WORK TO BE COMPLETED: Print only the line with "A single point falls on each instance of the sky, written" and the lines after it, ending with the last line of the material, each exactly as it stands.
-- Start of DATA ENTRIES --
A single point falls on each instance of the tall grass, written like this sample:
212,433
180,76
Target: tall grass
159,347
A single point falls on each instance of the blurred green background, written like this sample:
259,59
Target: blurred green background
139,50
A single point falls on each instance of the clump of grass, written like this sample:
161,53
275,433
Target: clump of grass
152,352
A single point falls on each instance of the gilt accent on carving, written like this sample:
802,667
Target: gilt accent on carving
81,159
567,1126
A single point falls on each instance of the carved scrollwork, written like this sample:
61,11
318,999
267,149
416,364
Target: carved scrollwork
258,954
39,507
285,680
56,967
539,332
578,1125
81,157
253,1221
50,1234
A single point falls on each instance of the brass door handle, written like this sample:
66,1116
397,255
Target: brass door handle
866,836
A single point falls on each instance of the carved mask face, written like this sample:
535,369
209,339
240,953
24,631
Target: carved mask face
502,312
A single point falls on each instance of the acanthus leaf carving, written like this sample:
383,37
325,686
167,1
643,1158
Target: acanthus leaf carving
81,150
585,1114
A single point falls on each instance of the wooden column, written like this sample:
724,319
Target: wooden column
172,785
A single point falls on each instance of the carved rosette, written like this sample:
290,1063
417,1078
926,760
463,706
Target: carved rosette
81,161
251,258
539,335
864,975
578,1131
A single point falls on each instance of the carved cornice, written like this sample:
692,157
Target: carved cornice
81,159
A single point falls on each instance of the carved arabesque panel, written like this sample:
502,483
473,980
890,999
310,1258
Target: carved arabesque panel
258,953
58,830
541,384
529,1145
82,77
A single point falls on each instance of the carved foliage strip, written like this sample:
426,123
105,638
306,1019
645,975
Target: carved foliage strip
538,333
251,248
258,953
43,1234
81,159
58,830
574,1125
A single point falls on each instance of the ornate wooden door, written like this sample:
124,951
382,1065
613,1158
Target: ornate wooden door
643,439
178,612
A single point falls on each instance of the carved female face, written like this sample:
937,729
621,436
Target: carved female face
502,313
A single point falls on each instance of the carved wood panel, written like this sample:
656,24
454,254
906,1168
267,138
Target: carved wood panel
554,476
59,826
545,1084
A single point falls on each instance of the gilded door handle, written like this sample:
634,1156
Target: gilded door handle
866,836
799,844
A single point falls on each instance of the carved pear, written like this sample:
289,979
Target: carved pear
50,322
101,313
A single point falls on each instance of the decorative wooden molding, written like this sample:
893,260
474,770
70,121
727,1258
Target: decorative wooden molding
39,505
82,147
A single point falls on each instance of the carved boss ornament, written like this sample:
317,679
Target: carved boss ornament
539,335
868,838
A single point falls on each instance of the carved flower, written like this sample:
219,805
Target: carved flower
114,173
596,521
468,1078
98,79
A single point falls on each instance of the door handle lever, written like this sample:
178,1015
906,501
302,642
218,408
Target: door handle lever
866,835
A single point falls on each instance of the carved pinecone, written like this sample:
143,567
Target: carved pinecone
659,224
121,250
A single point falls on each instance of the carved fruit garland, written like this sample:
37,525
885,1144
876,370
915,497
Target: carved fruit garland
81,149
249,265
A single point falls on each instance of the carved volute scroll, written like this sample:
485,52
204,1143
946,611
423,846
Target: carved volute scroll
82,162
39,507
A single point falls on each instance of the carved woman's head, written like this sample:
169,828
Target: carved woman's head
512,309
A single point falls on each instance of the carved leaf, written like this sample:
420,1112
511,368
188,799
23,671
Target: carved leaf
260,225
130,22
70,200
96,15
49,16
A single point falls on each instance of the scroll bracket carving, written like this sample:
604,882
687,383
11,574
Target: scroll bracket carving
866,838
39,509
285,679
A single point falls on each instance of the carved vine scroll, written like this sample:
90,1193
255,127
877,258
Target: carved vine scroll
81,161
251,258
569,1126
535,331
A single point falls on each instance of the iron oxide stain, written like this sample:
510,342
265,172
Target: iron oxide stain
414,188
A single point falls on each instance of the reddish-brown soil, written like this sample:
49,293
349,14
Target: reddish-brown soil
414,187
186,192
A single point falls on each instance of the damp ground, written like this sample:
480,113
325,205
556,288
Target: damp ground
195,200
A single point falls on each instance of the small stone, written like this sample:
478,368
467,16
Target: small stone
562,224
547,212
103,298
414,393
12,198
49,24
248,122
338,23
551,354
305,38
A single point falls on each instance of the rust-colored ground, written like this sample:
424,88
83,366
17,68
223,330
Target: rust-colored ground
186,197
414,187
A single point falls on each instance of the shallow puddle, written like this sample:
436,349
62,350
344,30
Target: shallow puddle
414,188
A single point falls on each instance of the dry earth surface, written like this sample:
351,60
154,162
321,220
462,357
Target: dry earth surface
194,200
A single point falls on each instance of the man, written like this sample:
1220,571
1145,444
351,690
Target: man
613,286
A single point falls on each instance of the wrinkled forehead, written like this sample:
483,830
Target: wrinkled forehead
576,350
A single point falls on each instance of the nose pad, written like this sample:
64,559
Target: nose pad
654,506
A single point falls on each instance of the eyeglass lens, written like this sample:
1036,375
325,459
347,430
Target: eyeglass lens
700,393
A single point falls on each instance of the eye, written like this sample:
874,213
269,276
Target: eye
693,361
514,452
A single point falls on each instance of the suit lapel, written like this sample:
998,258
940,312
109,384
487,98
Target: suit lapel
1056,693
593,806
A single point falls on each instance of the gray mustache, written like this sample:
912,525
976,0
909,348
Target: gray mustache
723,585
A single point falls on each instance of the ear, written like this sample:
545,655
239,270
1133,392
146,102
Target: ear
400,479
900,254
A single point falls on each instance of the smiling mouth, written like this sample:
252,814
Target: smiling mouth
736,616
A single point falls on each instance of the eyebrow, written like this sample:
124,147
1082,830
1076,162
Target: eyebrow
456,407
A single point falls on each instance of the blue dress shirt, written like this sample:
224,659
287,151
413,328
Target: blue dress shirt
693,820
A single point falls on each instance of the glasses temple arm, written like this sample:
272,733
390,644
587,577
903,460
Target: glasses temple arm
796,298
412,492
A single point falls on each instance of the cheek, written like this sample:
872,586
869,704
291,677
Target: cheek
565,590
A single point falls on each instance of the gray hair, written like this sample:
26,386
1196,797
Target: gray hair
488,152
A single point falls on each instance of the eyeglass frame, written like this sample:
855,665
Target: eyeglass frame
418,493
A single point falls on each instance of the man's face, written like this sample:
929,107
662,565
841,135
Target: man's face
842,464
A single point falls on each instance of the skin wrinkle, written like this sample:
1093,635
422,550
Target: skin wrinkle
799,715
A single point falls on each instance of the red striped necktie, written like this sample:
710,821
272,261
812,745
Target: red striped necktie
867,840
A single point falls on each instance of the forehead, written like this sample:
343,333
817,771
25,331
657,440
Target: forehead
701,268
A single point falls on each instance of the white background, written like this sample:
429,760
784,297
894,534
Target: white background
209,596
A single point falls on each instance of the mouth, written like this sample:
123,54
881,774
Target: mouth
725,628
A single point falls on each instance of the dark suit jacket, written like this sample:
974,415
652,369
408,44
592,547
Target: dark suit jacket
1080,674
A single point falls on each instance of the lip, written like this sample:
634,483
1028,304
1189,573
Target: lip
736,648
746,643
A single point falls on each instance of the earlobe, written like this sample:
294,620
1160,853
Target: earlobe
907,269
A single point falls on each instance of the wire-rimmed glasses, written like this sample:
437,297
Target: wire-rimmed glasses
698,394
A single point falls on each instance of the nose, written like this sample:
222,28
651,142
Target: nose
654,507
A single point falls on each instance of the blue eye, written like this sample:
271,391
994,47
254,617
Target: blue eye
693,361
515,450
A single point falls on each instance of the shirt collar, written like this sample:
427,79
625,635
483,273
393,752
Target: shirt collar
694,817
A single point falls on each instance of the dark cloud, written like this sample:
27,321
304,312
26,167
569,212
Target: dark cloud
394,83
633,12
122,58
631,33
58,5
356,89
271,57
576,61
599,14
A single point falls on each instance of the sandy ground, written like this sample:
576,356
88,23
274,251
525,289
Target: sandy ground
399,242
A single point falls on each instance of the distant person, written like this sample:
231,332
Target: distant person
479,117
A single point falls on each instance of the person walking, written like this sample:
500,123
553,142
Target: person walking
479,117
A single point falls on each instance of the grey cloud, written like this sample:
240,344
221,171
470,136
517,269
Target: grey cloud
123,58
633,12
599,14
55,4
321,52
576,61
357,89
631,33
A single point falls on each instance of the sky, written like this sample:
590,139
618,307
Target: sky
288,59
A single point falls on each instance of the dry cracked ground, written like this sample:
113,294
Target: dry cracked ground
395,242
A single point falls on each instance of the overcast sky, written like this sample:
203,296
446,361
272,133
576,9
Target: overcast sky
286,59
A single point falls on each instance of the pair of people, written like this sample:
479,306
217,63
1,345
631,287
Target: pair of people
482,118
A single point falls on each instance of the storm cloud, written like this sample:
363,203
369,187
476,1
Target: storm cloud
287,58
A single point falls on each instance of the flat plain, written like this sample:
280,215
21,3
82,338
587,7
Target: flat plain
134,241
-- End of DATA ENTRIES --
WRITTEN ANSWER:
A single point falls on each instance of the sky, written like this sample:
590,139
618,307
Target: sky
288,59
A single point falls on each instance of the dry cracked ground, written like this sample:
113,294
Target: dry cracked ground
395,242
A single point falls on each instance of the overcast sky, written like this sample:
203,296
446,361
272,133
576,9
Target: overcast sky
286,59
A single point falls on each instance of the pair of people, written like this sample:
479,306
217,63
1,345
631,287
Target: pair of people
482,118
A single point falls on each instance of the storm cloud, written like this sample:
363,203
369,187
476,1
Target: storm cloud
287,58
A single point falls on each instance of the flat plain, written like this sample:
280,215
21,3
82,338
587,7
Target: flat plain
134,241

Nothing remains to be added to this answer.